> [Aim of the exercise]:
Pick up the Maunawili passage after its final sentence and keep writing.

> [Passage]:
>>>>>
Together, these tributaries unite into Maunawili Stream, the largest stream system in the Kailua ahupuaʻa and the longest in the entire Koʻolaupoko district.

==Demographics==

Historical population
| Census | Pop. | Note | %± |
| 2020 | 2,026 |  | — |
U.S. Decennial Census

===2020 census===
As of the 2020 census, Maunawili had a population of 2,026. The median age was 52.4 years. 16.8% of residents were under the age of 18 and 30.0% of residents were 65 years of age or older. For every 100 females there were 88.1 males, and for every 100 females age 18 and over there were 85.3 males age 18 and over.

93.9% of residents lived in urban areas, while 6.1% lived in rural areas.

There were 725 households in Maunawili, of which 31.0% had children under the age of 18 living in them. Of all households, 63.7% were married-couple households, 12.1% were households with a male householder and no spouse or partner present, and 21.1% were households with a female householder and no spouse or partner present. About 15.9% of all households were made up of individuals and 10.1% had someone living alone who was 65 years of age or older.

There were 762 housing units, of which 4.9% were vacant. The homeowner vacancy rate was 1.4% and the rental vacancy rate was 9.5%.
<<<<<
Saved entries
>>>>>
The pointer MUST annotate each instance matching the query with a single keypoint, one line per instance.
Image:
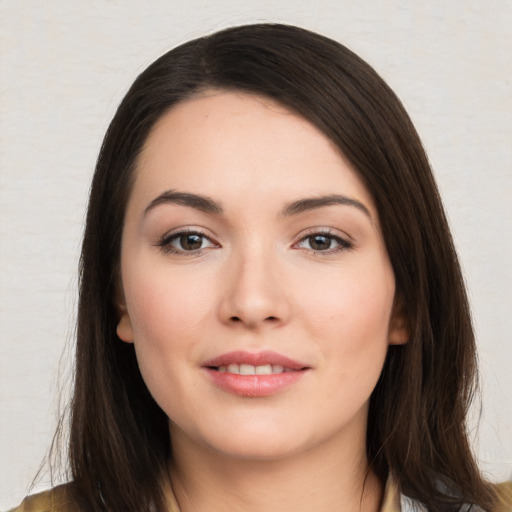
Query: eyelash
(166, 242)
(343, 244)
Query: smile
(254, 375)
(249, 369)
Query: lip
(255, 359)
(255, 385)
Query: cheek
(350, 318)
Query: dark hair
(119, 440)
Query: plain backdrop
(65, 65)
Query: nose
(254, 294)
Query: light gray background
(66, 64)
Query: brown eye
(190, 241)
(324, 242)
(320, 242)
(186, 242)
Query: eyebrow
(198, 202)
(303, 205)
(207, 205)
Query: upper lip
(256, 359)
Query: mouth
(250, 369)
(259, 374)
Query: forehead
(224, 143)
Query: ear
(398, 325)
(124, 325)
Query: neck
(321, 479)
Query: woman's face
(257, 288)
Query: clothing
(57, 500)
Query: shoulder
(54, 500)
(503, 503)
(504, 494)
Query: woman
(271, 314)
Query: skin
(257, 284)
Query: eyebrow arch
(198, 202)
(311, 203)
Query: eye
(323, 242)
(186, 241)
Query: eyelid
(345, 241)
(164, 242)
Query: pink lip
(256, 359)
(254, 385)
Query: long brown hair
(119, 440)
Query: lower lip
(254, 385)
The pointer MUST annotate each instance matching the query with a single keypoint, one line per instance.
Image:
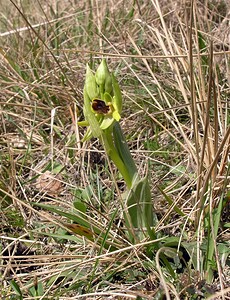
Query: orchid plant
(102, 111)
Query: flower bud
(103, 78)
(91, 87)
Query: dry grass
(174, 73)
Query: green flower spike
(102, 100)
(102, 110)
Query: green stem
(111, 151)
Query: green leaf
(16, 288)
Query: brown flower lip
(100, 107)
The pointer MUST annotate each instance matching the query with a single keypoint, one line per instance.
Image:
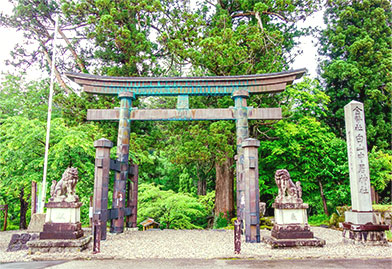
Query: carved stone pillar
(251, 186)
(101, 182)
(120, 178)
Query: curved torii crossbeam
(129, 88)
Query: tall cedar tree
(357, 45)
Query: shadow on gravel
(30, 265)
(206, 263)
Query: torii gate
(239, 87)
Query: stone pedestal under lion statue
(291, 226)
(62, 231)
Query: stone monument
(291, 226)
(359, 225)
(62, 231)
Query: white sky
(308, 59)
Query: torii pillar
(120, 178)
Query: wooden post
(252, 194)
(120, 178)
(33, 197)
(97, 233)
(5, 217)
(101, 181)
(237, 236)
(241, 115)
(132, 196)
(90, 211)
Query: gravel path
(202, 244)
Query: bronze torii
(239, 87)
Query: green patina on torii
(129, 88)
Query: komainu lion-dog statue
(64, 190)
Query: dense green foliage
(178, 161)
(357, 45)
(172, 210)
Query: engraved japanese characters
(286, 185)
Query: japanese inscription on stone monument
(358, 157)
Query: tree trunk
(224, 202)
(323, 198)
(202, 186)
(23, 210)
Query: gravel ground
(202, 244)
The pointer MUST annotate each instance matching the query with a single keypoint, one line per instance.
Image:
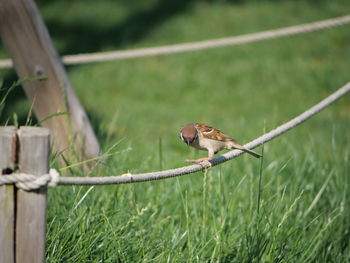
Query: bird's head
(188, 133)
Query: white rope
(194, 46)
(133, 178)
(31, 182)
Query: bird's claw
(202, 162)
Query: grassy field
(291, 206)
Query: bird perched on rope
(209, 139)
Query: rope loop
(30, 182)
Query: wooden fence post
(28, 42)
(31, 206)
(7, 195)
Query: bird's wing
(209, 132)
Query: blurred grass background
(137, 107)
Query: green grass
(292, 206)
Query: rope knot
(31, 182)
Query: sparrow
(209, 139)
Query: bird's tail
(240, 147)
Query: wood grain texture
(31, 206)
(27, 40)
(7, 197)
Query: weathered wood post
<<<<<
> [Task output]:
Racial composition as of the 2020 census
| Race | Number | Percent |
|---|---|---|
| White | 684 | 33.8% |
| Black or African American | 5 | 0.2% |
| American Indian and Alaska Native | 3 | 0.1% |
| Asian | 672 | 33.2% |
| Native Hawaiian and Other Pacific Islander | 77 | 3.8% |
| Some other race | 18 | 0.9% |
| Two or more races | 567 | 28.0% |
| Hispanic or Latino (of any race) | 102 | 5.0% |

===2000 census===
As of the 2000 census, there were 4,869 people, 1,458 households, and 1,224 families residing in the CDP. The population density was 1,399.0 PD/sqmi. There were 1,491 housing units at an average density of 428.4 /sqmi. The racial makeup of the CDP was 36.62% White, 0.55% Black or African American, 0.08% Native American, 28.47% Asian, 8.79% Pacific Islander, 0.55% from other races, and 24.93% from two or more races. 5.79% of the population were Hispanic or Latino of any race.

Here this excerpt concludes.